» Written problem
Repeat the lines below word for word, starting at the first line and ending at the line that contains "123], [127, 129]]]", with both of those lines included.

Boundary annotation records:
★ ★ ★ ★
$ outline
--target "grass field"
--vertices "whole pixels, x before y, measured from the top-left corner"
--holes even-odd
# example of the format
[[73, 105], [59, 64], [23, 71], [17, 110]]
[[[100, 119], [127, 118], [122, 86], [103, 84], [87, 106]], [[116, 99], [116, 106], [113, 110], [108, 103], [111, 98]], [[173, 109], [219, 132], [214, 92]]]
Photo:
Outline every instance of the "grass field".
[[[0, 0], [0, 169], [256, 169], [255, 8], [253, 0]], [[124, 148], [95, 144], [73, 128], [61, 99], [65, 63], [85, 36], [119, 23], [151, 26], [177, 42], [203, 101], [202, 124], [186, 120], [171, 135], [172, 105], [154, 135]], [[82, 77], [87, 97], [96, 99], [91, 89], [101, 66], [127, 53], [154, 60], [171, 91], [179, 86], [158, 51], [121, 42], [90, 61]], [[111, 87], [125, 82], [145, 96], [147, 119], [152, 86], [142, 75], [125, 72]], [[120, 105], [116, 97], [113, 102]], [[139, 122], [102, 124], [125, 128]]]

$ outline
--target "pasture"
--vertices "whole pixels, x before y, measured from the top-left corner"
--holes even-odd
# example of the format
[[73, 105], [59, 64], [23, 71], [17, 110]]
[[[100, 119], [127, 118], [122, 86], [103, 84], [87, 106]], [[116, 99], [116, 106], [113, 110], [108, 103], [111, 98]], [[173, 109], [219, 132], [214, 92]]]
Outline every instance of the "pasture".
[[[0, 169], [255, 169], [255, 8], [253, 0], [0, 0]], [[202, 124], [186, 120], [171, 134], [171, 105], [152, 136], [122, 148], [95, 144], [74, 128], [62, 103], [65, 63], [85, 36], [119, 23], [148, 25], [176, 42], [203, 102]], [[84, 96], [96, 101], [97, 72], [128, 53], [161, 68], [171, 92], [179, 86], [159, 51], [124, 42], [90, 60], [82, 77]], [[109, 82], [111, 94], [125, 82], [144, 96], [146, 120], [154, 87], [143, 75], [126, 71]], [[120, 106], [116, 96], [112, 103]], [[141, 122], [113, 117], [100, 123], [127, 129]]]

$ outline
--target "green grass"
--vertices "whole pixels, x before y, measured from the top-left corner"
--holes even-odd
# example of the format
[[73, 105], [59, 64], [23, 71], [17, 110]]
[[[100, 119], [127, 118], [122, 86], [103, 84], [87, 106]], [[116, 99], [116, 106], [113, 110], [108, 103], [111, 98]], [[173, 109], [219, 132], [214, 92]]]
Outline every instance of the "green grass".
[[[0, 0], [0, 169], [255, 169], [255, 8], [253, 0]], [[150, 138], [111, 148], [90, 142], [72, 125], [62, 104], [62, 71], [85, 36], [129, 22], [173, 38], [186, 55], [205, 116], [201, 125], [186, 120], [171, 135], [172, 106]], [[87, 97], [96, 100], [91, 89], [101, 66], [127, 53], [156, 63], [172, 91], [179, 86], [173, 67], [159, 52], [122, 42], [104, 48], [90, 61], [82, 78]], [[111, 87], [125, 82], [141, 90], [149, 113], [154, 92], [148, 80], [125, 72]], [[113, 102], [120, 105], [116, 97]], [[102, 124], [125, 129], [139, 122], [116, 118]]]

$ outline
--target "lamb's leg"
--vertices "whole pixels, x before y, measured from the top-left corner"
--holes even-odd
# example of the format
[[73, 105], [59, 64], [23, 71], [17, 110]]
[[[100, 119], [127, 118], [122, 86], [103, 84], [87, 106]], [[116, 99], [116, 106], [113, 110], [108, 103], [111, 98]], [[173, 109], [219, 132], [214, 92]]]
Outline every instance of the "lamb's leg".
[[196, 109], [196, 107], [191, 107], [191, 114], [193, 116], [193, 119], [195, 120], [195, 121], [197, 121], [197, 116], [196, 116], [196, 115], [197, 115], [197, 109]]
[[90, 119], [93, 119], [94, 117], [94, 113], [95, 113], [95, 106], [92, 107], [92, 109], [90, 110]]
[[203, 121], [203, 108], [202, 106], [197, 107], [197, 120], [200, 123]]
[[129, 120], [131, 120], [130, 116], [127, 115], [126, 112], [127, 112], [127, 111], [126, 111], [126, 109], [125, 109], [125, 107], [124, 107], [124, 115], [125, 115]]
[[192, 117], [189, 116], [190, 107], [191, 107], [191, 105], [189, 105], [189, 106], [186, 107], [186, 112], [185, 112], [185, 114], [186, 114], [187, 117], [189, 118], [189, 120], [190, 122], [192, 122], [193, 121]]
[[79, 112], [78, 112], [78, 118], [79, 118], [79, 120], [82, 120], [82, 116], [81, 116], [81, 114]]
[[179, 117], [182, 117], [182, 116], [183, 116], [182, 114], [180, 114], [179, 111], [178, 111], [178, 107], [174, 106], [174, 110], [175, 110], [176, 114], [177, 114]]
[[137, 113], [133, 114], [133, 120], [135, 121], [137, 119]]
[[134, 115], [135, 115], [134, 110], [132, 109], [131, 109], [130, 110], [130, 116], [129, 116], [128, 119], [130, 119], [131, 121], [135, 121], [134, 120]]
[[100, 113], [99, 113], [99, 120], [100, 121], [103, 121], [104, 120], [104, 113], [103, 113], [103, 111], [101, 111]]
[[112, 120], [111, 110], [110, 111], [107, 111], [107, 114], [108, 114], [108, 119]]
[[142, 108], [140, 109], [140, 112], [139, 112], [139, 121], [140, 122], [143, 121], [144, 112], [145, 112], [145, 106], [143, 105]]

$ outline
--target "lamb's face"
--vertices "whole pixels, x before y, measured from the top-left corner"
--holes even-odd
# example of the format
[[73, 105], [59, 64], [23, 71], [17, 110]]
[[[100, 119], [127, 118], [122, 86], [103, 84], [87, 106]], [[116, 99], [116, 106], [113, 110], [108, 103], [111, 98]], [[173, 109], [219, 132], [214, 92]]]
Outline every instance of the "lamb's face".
★ ★ ★ ★
» Written response
$ outline
--target "grass field"
--vertices "whole pixels, x before y, measured from the top-left corner"
--holes even-odd
# example of the format
[[73, 105], [59, 64], [23, 71], [17, 110]]
[[[100, 119], [127, 118], [122, 86], [103, 84], [87, 106]], [[116, 99], [116, 106], [113, 110], [108, 103], [111, 98]], [[173, 109], [219, 132], [214, 92]]]
Photo:
Outline every instance of the "grass field".
[[[0, 0], [0, 169], [256, 169], [255, 8], [253, 0]], [[124, 148], [95, 144], [73, 128], [61, 99], [65, 63], [85, 36], [119, 23], [151, 26], [177, 42], [203, 101], [202, 124], [186, 120], [171, 135], [172, 105], [154, 135]], [[82, 77], [87, 97], [96, 99], [91, 89], [101, 66], [127, 53], [154, 60], [171, 91], [179, 86], [158, 51], [121, 42], [90, 61]], [[111, 87], [125, 82], [145, 96], [147, 119], [152, 86], [142, 75], [125, 72]], [[120, 105], [116, 97], [113, 102]], [[139, 122], [102, 124], [125, 128]]]

$ outline
--target "pasture"
--vertices "whole pixels, x before y, measured from the top-left corner"
--holes even-odd
# example of the format
[[73, 105], [59, 64], [23, 71], [17, 110]]
[[[100, 119], [127, 118], [122, 86], [103, 84], [87, 106]], [[116, 99], [116, 106], [113, 110], [108, 103], [111, 98]], [[173, 109], [219, 132], [214, 92]]]
Outline every instance of the "pasture".
[[[0, 169], [255, 169], [255, 8], [253, 0], [0, 0]], [[202, 124], [186, 120], [171, 134], [171, 105], [152, 136], [122, 148], [95, 144], [74, 128], [62, 103], [65, 63], [85, 36], [119, 23], [148, 25], [176, 42], [203, 102]], [[84, 96], [96, 101], [97, 72], [128, 53], [161, 68], [171, 92], [179, 86], [159, 51], [124, 42], [90, 60], [82, 77]], [[109, 82], [111, 94], [125, 82], [144, 96], [146, 120], [154, 87], [143, 75], [126, 71]], [[120, 106], [116, 96], [112, 103]], [[141, 122], [113, 117], [100, 123], [127, 129]]]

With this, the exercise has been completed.